*** DATA EXTRACTS Section Begins ***
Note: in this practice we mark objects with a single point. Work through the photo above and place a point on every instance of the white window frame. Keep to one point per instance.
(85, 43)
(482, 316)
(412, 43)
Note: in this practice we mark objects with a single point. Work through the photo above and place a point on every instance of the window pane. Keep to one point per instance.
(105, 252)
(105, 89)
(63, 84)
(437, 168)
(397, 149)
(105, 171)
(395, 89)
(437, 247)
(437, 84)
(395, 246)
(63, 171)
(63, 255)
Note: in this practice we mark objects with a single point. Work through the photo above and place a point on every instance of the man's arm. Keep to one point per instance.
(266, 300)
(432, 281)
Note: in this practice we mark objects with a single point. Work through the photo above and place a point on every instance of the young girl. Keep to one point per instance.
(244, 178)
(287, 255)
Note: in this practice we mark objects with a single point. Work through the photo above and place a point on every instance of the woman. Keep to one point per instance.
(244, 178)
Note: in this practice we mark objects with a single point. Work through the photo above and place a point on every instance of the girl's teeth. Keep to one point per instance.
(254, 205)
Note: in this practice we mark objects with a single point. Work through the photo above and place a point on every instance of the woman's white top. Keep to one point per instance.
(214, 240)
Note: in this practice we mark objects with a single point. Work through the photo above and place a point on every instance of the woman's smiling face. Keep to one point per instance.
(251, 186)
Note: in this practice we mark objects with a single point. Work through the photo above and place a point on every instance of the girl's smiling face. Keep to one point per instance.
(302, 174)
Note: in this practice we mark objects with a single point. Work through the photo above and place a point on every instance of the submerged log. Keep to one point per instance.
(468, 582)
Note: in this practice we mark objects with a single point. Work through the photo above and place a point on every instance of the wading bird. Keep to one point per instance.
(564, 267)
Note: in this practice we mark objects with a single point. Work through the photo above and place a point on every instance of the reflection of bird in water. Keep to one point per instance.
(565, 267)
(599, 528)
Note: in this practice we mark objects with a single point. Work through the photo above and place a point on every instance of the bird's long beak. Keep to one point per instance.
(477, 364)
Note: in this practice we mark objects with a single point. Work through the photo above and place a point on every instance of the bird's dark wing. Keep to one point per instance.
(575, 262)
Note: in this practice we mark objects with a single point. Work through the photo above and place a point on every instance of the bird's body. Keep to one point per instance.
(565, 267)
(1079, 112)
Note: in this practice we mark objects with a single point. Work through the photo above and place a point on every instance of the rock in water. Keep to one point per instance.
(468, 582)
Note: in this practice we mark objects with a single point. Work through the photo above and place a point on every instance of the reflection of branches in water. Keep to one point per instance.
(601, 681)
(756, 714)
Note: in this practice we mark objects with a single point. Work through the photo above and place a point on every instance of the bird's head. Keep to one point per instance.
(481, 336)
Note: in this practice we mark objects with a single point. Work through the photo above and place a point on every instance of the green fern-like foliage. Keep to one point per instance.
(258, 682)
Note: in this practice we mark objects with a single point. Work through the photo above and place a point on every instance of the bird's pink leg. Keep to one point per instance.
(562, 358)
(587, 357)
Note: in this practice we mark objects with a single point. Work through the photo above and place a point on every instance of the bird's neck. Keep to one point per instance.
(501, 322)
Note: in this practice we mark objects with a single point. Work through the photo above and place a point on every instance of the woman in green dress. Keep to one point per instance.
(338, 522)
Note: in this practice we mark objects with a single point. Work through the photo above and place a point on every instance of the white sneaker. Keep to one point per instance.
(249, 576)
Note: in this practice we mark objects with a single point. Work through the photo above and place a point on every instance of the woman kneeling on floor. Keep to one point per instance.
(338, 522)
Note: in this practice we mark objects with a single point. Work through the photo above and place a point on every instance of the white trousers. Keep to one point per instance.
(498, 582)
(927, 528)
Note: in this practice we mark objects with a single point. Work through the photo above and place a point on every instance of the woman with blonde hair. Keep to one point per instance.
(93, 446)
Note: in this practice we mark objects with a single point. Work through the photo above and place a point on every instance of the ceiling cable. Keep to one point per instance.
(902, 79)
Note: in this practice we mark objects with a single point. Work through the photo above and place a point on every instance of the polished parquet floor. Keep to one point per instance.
*** DATA EXTRACTS Section Ends ***
> _WORK ORDER_: Could you quote, exactly as they appear, the line containing "hair. Keep to one point per instance." and every line after it to the end of the records above?

> _RESULT OF THIS EXERCISE_:
Note: in this practice we mark objects with a single point. Work through the photo above and place a point on every instance of the woman with blonde hair. Keep to one point per instance.
(93, 446)
Note: in this practice we mark objects with a single point. Work through the photo above and place a point on every instance of the ceiling cable. Keep to one point per instance.
(902, 79)
Note: in this practice we mark objects with a single point. Work through the photo above and place a point on every instance of the polished parquet floor. Keep to one point per instance.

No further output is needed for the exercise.